─── Information shown
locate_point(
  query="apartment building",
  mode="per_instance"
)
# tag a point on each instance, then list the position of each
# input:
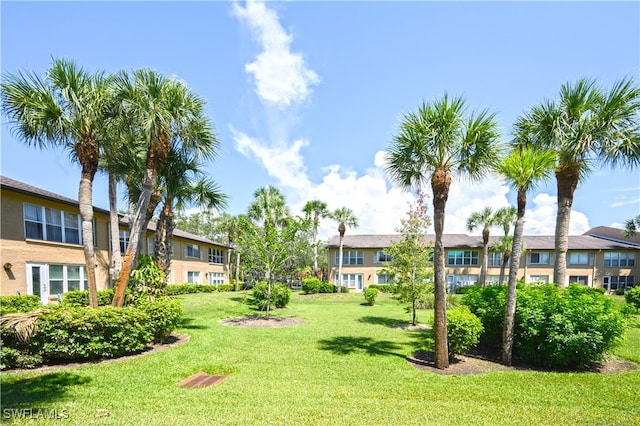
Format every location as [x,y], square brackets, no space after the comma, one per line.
[41,246]
[602,257]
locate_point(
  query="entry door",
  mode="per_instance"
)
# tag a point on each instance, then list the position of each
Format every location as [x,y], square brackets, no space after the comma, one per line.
[38,281]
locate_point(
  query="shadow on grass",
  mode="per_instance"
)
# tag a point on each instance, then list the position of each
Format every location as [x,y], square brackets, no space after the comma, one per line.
[346,345]
[387,322]
[187,323]
[31,392]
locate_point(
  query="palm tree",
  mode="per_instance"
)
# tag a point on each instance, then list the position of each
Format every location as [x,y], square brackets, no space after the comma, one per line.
[345,217]
[317,209]
[184,184]
[631,227]
[438,140]
[168,116]
[523,168]
[268,206]
[504,245]
[586,126]
[486,219]
[66,110]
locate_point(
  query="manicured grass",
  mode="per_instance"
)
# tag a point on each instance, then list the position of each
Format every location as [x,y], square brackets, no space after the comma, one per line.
[345,365]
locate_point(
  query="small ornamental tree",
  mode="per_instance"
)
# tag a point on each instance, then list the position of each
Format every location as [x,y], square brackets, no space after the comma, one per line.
[411,265]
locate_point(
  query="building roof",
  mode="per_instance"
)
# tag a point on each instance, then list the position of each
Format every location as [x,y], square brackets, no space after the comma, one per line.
[532,242]
[21,187]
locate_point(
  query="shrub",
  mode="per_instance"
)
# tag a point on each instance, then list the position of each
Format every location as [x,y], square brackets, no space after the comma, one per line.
[81,298]
[463,330]
[164,316]
[23,303]
[280,295]
[370,295]
[632,297]
[89,333]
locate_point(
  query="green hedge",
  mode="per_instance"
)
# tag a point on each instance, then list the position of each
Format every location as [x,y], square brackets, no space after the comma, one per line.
[560,328]
[81,333]
[314,285]
[23,303]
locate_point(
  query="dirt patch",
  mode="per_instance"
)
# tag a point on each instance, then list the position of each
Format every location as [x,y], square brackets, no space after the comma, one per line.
[262,322]
[474,364]
[173,340]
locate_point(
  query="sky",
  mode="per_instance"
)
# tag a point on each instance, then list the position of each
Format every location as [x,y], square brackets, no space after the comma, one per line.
[307,95]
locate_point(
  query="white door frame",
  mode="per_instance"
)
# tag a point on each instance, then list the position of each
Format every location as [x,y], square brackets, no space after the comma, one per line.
[43,285]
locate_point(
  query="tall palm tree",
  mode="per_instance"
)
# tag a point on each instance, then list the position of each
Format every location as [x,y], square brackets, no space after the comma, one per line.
[316,210]
[183,184]
[631,226]
[345,217]
[269,206]
[168,116]
[486,219]
[432,144]
[585,126]
[66,110]
[523,168]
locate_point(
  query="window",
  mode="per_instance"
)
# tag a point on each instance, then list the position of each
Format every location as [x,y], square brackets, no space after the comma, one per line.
[462,257]
[539,279]
[620,259]
[216,256]
[580,279]
[495,259]
[384,279]
[192,251]
[578,258]
[215,278]
[43,223]
[381,257]
[193,277]
[539,258]
[124,241]
[350,257]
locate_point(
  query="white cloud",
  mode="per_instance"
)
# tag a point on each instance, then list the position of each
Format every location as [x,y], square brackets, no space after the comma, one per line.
[281,76]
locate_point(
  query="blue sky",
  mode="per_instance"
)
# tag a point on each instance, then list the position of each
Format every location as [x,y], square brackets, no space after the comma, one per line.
[306,96]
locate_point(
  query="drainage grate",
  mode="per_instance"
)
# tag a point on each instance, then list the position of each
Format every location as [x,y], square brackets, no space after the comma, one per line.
[201,380]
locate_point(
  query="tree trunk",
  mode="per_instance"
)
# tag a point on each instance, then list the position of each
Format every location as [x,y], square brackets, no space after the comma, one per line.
[114,226]
[567,177]
[85,202]
[137,225]
[510,304]
[440,182]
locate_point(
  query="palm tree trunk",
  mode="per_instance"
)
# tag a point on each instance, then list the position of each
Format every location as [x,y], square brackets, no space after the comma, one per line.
[510,305]
[114,225]
[85,203]
[440,182]
[567,177]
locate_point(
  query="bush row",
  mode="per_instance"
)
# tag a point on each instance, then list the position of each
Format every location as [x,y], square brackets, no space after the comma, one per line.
[559,328]
[82,333]
[24,303]
[314,285]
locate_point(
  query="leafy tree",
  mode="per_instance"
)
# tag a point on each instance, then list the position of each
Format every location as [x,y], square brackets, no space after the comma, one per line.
[411,266]
[631,226]
[431,144]
[523,168]
[484,218]
[345,217]
[169,117]
[316,210]
[66,110]
[585,126]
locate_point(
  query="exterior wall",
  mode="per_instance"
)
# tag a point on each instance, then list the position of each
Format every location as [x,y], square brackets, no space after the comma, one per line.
[594,271]
[19,251]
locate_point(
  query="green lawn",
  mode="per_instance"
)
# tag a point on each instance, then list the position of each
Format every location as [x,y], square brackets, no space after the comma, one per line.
[345,365]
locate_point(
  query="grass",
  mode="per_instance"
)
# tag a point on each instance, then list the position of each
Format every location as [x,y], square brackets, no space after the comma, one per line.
[344,366]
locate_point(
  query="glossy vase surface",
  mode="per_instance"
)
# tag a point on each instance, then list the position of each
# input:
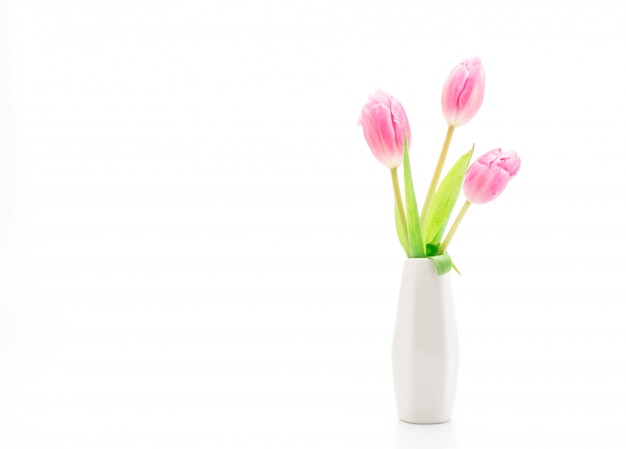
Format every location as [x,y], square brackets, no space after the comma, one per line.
[425,350]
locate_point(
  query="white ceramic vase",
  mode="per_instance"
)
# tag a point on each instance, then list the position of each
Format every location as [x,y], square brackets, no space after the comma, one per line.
[425,350]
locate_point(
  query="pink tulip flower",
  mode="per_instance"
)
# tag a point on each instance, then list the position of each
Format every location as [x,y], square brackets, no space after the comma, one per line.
[487,177]
[463,92]
[385,126]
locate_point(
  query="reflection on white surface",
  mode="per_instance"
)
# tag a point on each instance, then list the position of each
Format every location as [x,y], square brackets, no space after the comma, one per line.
[433,436]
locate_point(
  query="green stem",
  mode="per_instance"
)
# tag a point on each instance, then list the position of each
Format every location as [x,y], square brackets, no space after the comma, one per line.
[454,227]
[437,174]
[399,203]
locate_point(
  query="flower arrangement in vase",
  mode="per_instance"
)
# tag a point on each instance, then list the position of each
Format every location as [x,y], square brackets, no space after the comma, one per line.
[425,343]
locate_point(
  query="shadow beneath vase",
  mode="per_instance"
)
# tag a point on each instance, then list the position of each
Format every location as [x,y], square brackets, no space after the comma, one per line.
[431,436]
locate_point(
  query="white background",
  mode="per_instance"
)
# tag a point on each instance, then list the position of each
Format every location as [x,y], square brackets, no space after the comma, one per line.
[197,247]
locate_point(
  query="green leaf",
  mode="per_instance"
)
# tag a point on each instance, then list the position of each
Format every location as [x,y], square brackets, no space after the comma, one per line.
[445,199]
[443,263]
[401,234]
[432,249]
[416,241]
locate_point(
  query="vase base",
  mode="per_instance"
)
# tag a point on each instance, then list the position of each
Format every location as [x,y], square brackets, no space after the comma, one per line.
[424,422]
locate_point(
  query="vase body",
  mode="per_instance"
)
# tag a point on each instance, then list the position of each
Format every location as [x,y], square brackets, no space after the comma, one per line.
[425,353]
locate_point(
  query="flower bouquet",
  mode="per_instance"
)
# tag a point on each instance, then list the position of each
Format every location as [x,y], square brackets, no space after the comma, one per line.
[425,347]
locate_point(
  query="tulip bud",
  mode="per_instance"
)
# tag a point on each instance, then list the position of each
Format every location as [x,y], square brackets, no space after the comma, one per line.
[463,92]
[385,127]
[487,177]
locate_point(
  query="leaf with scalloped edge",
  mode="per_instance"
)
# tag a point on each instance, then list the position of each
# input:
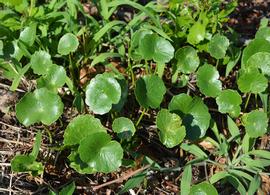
──────
#### Stated problem
Please count the lines of the items that contain the string "tulip", treating uppercase and lowercase letters as different. Give only the number.

#### Written response
2